DATA SUPPLIED Block Start
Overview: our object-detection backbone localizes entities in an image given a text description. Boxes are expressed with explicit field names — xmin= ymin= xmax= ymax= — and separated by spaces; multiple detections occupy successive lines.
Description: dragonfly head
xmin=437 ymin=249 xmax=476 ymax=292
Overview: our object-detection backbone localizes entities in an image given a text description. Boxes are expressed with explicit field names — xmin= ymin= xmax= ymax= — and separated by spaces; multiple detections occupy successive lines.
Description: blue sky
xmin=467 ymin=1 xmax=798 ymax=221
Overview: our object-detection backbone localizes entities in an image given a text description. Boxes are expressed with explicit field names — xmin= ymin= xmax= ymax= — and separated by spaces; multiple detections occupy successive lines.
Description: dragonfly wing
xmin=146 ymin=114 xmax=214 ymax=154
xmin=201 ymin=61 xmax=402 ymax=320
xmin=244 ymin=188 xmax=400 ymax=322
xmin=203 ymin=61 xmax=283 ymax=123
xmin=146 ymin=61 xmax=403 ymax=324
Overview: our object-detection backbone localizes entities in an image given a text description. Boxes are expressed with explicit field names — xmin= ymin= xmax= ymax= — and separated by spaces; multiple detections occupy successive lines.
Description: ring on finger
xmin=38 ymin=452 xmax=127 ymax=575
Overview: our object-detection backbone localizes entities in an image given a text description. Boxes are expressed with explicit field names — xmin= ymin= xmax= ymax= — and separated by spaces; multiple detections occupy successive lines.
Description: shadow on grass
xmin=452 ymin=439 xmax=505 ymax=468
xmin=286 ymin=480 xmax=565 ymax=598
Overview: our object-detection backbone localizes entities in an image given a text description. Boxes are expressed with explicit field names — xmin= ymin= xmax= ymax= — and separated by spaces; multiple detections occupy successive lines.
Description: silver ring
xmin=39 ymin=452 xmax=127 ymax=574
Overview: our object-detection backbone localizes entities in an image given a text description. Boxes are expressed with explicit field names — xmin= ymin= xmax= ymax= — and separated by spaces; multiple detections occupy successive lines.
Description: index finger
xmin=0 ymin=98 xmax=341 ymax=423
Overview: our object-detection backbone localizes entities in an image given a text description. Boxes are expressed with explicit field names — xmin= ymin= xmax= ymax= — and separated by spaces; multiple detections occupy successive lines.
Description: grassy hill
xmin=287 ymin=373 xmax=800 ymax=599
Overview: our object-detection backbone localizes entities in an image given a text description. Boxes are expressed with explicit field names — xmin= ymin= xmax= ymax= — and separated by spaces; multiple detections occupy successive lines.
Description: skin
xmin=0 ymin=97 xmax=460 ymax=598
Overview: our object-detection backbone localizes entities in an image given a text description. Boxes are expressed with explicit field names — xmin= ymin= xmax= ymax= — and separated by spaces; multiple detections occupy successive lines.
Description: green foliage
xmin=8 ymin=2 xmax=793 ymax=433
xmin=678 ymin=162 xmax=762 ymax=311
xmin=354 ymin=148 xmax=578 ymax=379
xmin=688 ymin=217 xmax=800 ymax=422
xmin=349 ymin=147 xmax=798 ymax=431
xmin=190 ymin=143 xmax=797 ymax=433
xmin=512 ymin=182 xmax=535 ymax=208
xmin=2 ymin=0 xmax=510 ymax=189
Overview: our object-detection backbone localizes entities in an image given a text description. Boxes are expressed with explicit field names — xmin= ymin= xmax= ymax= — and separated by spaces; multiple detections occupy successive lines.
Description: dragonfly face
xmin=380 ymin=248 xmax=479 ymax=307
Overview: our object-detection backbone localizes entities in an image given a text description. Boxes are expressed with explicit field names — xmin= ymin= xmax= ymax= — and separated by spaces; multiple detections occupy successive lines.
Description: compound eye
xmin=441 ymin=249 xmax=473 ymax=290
DATA SUPPLIED Block End
#### [YOUR GOAL]
Would you please copy the whole listing exactly as given?

#### [TASK ANSWER]
Overview: our object-detection backbone localizes entities in an image given a text description. Boxes are expressed with explicit field names — xmin= ymin= xmax= ymax= — and separated by spaces; multiple detections occupy successive lines.
Description: dragonfly head
xmin=437 ymin=249 xmax=476 ymax=292
Overview: our object-detection backbone localizes entities in an image given a text description. Boxes are expressed with explicit field names — xmin= ymin= xmax= ymax= — and separated by spaces; multiple detections occupy successive lines.
Description: blue sky
xmin=467 ymin=1 xmax=798 ymax=221
Overview: our object-detection backbone localizes entities in an image given a text description. Boxes are expressed with explicit field names — xmin= ymin= xmax= ymax= — and separated by spaces; multiple detections occupy successive lines.
Description: dragonfly wing
xmin=146 ymin=114 xmax=214 ymax=154
xmin=201 ymin=61 xmax=402 ymax=320
xmin=244 ymin=188 xmax=400 ymax=322
xmin=203 ymin=61 xmax=283 ymax=123
xmin=146 ymin=61 xmax=403 ymax=324
Overview: our object-detection backbone localizes entities in an image given a text description. Boxes are expressed with explicit field names — xmin= ymin= xmax= ymax= — and separated by spaces; multiple detections occupy successive lines.
Description: ring on finger
xmin=38 ymin=452 xmax=127 ymax=575
Overview: our object-detection backbone localizes entities in an image given a text description. Boxes are expressed with explicit field names — xmin= ymin= xmax= ymax= — and separated by spaces; multiple detections occupy successive lines.
Description: shadow on grass
xmin=452 ymin=439 xmax=505 ymax=468
xmin=286 ymin=480 xmax=565 ymax=598
Overview: our object-detection backbone localizes entities in an image given a text description. Boxes are expressed with explicit field names — xmin= ymin= xmax= ymax= — and separated by spaces; multiple detections occupy successive lines.
Description: silver ring
xmin=39 ymin=452 xmax=127 ymax=574
Overview: our object-detection backbone localizes entities in an image given a text description. Boxes are expressed with explicit field names — xmin= ymin= xmax= ymax= — and separated by spaces; multiple detections occupy successive lines.
Description: index finger
xmin=0 ymin=98 xmax=341 ymax=423
Overview: our object-detection backbone localizes entities in an image given a text description. Boxes are expressed with explicit field names — xmin= ymin= xmax= ymax= — and separated by spaces; multiple detections occupy successive lines.
Description: grassy hill
xmin=287 ymin=373 xmax=800 ymax=599
Overview: our object-detection backbone localizes entities in an image given a text description. Boxes are expressed with explicit field names — xmin= ymin= xmax= ymax= — and separated by spaces; multiple detections occupy successive lines.
Description: skin
xmin=0 ymin=97 xmax=460 ymax=598
Overview: our object-detection backbone localizes entities in an image given a text description. Boxes are expressed with explicit field names — xmin= ymin= xmax= ymax= — and separated by spaces; multiple detections occupy successive lines.
Description: green foliage
xmin=8 ymin=2 xmax=793 ymax=433
xmin=678 ymin=162 xmax=762 ymax=311
xmin=354 ymin=148 xmax=578 ymax=379
xmin=688 ymin=217 xmax=800 ymax=422
xmin=349 ymin=147 xmax=798 ymax=431
xmin=190 ymin=143 xmax=797 ymax=433
xmin=512 ymin=182 xmax=535 ymax=208
xmin=2 ymin=0 xmax=510 ymax=189
Overview: our object-detection backbone localizes entities in an image given a text description. Boxes are expressed with explicit field names — xmin= ymin= xmax= ymax= — and separated by spaces; multiple detections occupy successive lines.
Description: dragonfly face
xmin=380 ymin=248 xmax=479 ymax=307
Overview: our object-detection backbone localizes entities in an image given a text description. Boxes are expressed with explicit field names — xmin= ymin= xmax= ymax= — and separated by spaces; multiple detections occupy successive lines.
Description: compound eye
xmin=441 ymin=249 xmax=473 ymax=290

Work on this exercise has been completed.